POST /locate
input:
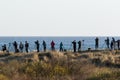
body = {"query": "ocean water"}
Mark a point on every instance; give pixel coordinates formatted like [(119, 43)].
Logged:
[(87, 42)]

● ● ● ● ●

Treść polecenia:
Czy możesz zwrócić wszystkie powyższe pozycje dosłownie, wiersz po wierszu, bez obrazów?

Odpowiedź:
POST /locate
input:
body = {"query": "ocean water"}
Mark a point on every instance; give pixel coordinates formatted like [(119, 43)].
Logged:
[(87, 42)]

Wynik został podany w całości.